===== Data section =====
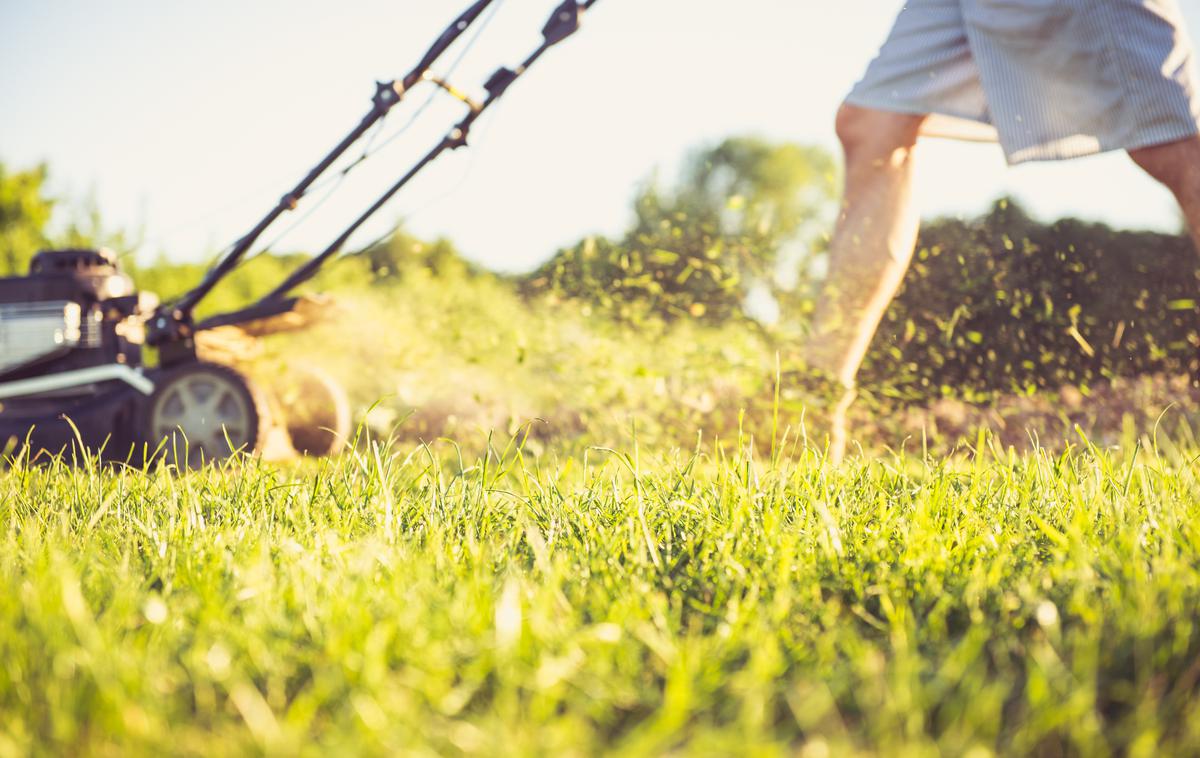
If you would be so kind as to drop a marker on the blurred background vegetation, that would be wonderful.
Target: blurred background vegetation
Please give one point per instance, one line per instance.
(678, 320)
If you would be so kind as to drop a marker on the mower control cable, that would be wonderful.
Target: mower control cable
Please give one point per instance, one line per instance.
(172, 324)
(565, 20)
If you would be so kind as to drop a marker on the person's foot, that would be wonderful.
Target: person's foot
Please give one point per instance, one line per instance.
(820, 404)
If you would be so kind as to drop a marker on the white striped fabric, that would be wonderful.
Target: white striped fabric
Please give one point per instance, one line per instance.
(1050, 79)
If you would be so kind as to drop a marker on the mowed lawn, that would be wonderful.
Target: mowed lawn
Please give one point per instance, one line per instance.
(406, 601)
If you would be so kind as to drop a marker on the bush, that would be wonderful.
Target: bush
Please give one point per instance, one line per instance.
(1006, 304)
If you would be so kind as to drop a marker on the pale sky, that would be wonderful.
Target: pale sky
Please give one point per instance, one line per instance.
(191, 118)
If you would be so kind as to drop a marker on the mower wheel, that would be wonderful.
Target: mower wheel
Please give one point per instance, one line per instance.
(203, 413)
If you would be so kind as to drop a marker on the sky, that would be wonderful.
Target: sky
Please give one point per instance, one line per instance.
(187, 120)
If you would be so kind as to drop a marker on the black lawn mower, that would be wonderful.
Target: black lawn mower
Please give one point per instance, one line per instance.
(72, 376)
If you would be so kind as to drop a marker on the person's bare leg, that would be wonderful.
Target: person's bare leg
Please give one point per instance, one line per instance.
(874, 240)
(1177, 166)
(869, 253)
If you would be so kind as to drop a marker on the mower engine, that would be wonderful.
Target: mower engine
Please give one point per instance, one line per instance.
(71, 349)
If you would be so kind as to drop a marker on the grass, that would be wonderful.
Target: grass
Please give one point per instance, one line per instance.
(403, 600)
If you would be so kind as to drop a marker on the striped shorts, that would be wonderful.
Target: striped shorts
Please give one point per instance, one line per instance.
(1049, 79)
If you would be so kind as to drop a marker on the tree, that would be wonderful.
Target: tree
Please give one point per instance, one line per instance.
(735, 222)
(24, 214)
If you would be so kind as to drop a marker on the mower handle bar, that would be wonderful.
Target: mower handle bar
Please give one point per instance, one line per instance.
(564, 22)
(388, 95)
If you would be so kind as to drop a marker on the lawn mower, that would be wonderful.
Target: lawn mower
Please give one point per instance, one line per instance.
=====
• _Description of the task_
Format every line of the records above as a JSON list of strings, one string per line, with blank lines omitted. Leave the pictures out of the answer.

• _Exercise response_
[
  "If you would be so kind as to drop a marker on the blurred background vegetation, that would be wonderful.",
  "Target: blurred background vegetation",
  "Please give one point per instance, one line per instance.",
  "(678, 320)",
  "If you would be so kind as to drop a marker on the mower control cable, that would be wonderful.",
  "Target: mower control cable",
  "Please give one point per instance, one line per instance.",
  "(172, 324)",
  "(565, 20)",
  "If you would be so kind as to drop a marker on the person's foot, that would be wonderful.",
  "Target: person's foot",
  "Please give one point per instance, one line per instance.",
  "(820, 404)",
  "If you would be so kind as to drop a marker on the white striped fabric, that would be wonderful.",
  "Target: white striped fabric",
  "Please give one point per instance, one line per instance.",
  "(1050, 79)",
  "If you would be so kind as to drop a marker on the mowed lawn, that would be wonderful.",
  "Target: mowed lawn",
  "Please give one point per instance, one line per instance.",
  "(406, 601)",
  "If you would be so kind as to drop a marker on the bush, that would be wonderful.",
  "Target: bush",
  "Please give one point per instance, one line per instance.",
  "(1006, 304)",
  "If you would be so kind as to drop a marker on the pale sky, that would be wonderful.",
  "Target: pale sky",
  "Please give one point per instance, one line per instance.",
  "(191, 118)",
  "If you would be so kind as to drop a marker on the mower wheel, that would be wonderful.",
  "Target: mower wheel",
  "Please give one point per instance, one line per instance.",
  "(203, 413)",
  "If you would be so kind as to drop a marker on the sky, that would be wonderful.",
  "Target: sky",
  "Please give one point per instance, one line per instance.",
  "(187, 120)",
  "If you would be so kind as to drop a marker on the black lawn mower, that would be wonderful.",
  "Target: black lawn mower",
  "Please give one point per instance, one line per instance.",
  "(72, 376)",
  "If you would be so kind as to drop a marker on the person's bare leg, that would be wonderful.",
  "Target: person's bare leg",
  "Please give one point per instance, one line per instance.",
  "(874, 240)",
  "(1177, 166)",
  "(869, 253)",
  "If you would be so kind as to drop a marker on the mower engine, that would be wonderful.",
  "Target: mower engine",
  "Please give one point per instance, one line per instance.",
  "(71, 349)",
  "If you would be so kind as to drop a marker on the grass, that would be wonderful.",
  "Target: grass",
  "Please give one point per instance, one line per instance.",
  "(403, 600)",
  "If you would be so kind as to drop a marker on the striped shorts, that would be wonderful.",
  "Target: striped shorts",
  "Please give one point per instance, one line per instance.",
  "(1049, 79)",
  "If you would be so kind as to drop a marker on the tree, that would be wonderful.",
  "Target: tree",
  "Please give one point per instance, one line per instance.",
  "(735, 222)",
  "(24, 214)",
  "If you would be so kind as to drop a marker on the mower handle bar, that would be wonderful.",
  "Target: mower handle bar",
  "Please give one point per instance, one line per instance.",
  "(564, 22)",
  "(388, 95)",
  "If you would be so kind as to drop a marker on the lawn mower, that would be wonderful.",
  "Target: lawn mower",
  "Please give one point per instance, one line per instance."
]